▶ _What the task asks_: Please write out the listing exactly, leaving each picture out.

▶ _Information supplied_:
§

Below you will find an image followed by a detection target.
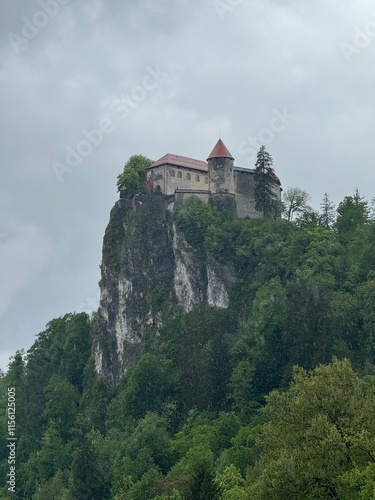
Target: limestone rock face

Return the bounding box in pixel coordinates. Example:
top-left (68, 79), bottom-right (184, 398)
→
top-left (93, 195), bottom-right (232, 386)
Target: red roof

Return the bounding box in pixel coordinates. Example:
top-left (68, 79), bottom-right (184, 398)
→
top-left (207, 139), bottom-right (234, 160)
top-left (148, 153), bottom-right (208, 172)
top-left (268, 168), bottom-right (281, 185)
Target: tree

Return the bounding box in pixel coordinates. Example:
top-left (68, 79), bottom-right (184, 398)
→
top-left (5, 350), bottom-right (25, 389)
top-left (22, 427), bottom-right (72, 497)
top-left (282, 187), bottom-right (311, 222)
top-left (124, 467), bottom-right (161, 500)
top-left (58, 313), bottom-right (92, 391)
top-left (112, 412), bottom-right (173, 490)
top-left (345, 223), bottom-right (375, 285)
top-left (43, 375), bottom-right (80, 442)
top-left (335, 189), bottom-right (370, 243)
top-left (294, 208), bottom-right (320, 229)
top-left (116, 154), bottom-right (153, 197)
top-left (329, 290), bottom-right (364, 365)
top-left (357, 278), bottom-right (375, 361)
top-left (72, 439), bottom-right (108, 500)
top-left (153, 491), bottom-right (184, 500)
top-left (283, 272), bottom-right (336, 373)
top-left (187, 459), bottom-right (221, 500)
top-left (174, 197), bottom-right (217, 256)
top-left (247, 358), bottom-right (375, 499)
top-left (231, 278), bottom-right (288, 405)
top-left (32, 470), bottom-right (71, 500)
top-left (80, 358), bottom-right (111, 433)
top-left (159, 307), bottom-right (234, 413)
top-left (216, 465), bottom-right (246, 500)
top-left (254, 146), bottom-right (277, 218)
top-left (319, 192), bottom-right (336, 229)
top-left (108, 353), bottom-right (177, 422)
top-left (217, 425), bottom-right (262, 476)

§

▶ _Written response_:
Below you will find an image followed by a detection target.
Target: limestone rock face

Return the bounding box in pixel coordinates. Example:
top-left (68, 79), bottom-right (184, 398)
→
top-left (93, 195), bottom-right (232, 386)
Target: red roof

Return the bounding box in pixel coordinates. Example:
top-left (68, 79), bottom-right (184, 398)
→
top-left (207, 139), bottom-right (234, 160)
top-left (148, 153), bottom-right (208, 172)
top-left (268, 168), bottom-right (281, 185)
Target: tree

Return the bounding box in pixel coordinates. Example:
top-left (68, 79), bottom-right (184, 398)
→
top-left (5, 350), bottom-right (25, 389)
top-left (22, 427), bottom-right (72, 497)
top-left (282, 187), bottom-right (311, 222)
top-left (124, 467), bottom-right (161, 500)
top-left (58, 313), bottom-right (92, 391)
top-left (112, 412), bottom-right (173, 490)
top-left (345, 223), bottom-right (375, 285)
top-left (43, 375), bottom-right (80, 442)
top-left (335, 189), bottom-right (370, 243)
top-left (294, 208), bottom-right (320, 229)
top-left (116, 154), bottom-right (153, 197)
top-left (329, 290), bottom-right (364, 365)
top-left (357, 278), bottom-right (375, 361)
top-left (72, 439), bottom-right (108, 500)
top-left (153, 491), bottom-right (184, 500)
top-left (283, 272), bottom-right (336, 373)
top-left (187, 459), bottom-right (221, 500)
top-left (174, 197), bottom-right (217, 256)
top-left (247, 358), bottom-right (375, 499)
top-left (231, 278), bottom-right (288, 405)
top-left (32, 470), bottom-right (71, 500)
top-left (80, 358), bottom-right (111, 433)
top-left (159, 307), bottom-right (234, 413)
top-left (216, 465), bottom-right (246, 500)
top-left (254, 146), bottom-right (277, 218)
top-left (319, 192), bottom-right (336, 229)
top-left (108, 353), bottom-right (177, 422)
top-left (217, 425), bottom-right (262, 476)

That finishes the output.